===== Information supplied

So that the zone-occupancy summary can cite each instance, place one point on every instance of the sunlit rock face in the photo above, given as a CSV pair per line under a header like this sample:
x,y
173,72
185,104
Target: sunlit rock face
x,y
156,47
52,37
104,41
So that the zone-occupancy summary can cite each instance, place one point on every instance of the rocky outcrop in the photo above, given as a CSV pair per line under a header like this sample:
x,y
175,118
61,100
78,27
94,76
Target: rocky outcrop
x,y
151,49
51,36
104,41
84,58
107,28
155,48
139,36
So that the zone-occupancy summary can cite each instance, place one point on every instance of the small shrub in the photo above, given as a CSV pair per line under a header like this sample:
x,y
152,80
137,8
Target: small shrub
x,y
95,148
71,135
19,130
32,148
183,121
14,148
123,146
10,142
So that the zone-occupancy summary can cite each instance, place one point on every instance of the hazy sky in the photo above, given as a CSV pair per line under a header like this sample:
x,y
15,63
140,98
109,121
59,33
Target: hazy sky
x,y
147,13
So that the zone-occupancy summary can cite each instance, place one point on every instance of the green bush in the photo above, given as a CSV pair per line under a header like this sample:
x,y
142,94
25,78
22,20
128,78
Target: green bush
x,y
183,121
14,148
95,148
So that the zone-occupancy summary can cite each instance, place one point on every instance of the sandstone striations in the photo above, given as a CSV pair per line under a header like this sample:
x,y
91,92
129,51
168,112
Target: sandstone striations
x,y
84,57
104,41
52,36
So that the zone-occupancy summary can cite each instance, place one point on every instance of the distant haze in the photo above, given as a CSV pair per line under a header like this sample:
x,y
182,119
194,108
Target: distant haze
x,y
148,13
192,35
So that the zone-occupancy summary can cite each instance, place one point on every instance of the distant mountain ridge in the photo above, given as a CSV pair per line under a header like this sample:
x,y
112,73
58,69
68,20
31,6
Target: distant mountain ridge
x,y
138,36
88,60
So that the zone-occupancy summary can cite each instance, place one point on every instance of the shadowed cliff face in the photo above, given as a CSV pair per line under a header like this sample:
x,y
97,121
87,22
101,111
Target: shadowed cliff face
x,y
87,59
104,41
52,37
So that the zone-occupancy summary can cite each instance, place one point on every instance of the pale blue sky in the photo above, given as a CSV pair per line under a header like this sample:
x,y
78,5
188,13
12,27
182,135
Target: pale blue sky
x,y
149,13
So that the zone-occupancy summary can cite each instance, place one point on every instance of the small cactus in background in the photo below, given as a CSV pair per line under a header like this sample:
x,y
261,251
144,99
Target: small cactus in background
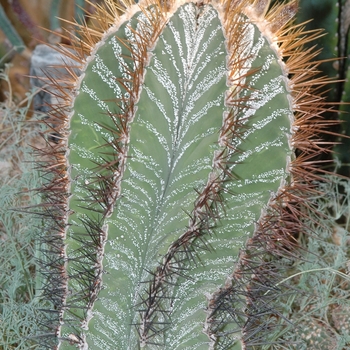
x,y
187,148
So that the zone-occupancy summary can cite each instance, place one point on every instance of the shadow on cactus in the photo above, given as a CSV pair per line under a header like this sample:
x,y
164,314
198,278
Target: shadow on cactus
x,y
176,193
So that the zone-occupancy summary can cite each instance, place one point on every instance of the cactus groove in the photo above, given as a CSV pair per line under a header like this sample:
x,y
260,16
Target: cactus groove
x,y
177,153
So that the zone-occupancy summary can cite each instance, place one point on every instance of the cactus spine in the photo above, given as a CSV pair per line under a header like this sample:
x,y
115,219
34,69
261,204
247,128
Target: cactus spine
x,y
177,152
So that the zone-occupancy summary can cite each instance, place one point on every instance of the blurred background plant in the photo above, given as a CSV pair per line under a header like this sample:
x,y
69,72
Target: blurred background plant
x,y
319,313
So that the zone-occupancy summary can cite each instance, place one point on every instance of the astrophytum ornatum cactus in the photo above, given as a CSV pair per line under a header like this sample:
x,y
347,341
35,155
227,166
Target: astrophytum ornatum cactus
x,y
177,149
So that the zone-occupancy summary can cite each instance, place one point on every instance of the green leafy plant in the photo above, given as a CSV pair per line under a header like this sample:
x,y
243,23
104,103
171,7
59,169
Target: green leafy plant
x,y
181,181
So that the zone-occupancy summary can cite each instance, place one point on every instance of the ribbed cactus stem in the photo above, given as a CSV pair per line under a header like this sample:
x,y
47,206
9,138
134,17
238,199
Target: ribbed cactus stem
x,y
178,150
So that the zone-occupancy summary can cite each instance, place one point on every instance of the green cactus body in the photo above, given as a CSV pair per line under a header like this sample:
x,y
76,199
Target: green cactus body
x,y
180,140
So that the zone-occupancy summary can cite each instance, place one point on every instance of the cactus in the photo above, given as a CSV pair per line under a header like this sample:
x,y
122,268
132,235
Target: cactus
x,y
188,149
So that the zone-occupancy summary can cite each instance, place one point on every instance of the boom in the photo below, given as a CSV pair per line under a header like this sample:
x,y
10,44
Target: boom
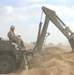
x,y
51,15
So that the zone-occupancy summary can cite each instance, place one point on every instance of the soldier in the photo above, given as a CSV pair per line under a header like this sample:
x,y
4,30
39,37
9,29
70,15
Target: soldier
x,y
14,38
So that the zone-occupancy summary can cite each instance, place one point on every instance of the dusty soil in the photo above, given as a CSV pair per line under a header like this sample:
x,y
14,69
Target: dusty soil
x,y
52,61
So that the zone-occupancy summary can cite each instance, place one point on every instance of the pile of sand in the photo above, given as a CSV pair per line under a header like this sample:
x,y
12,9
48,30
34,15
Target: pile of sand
x,y
52,61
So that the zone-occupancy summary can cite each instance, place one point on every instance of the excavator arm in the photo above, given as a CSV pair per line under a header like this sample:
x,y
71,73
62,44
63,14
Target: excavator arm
x,y
60,25
50,15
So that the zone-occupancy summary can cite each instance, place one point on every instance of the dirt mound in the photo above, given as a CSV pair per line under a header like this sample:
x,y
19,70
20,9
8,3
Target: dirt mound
x,y
55,61
52,61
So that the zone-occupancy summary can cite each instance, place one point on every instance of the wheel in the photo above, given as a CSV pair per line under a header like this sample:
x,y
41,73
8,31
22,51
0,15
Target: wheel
x,y
7,64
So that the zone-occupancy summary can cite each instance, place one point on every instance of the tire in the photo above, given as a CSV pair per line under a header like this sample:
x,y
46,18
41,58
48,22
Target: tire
x,y
7,64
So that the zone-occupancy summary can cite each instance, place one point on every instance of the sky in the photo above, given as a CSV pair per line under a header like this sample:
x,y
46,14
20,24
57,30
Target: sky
x,y
25,16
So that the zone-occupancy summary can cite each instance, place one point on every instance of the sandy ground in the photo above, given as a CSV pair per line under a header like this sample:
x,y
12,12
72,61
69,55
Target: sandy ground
x,y
52,61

==========

_Work instructions_.
Among the lines above, find each one containing the string "below" and copy it.

_Exercise response_.
So that the zone-occupancy summary can cite each instance, place one point on every instance of the small cactus in background in the photo below, given as a CSV pair per line under a header like this sample:
So that the zone-occupancy summary can cite each instance, place one point on every instance of the boom in the photo below, given as a CSV pair per line under a header like this sample:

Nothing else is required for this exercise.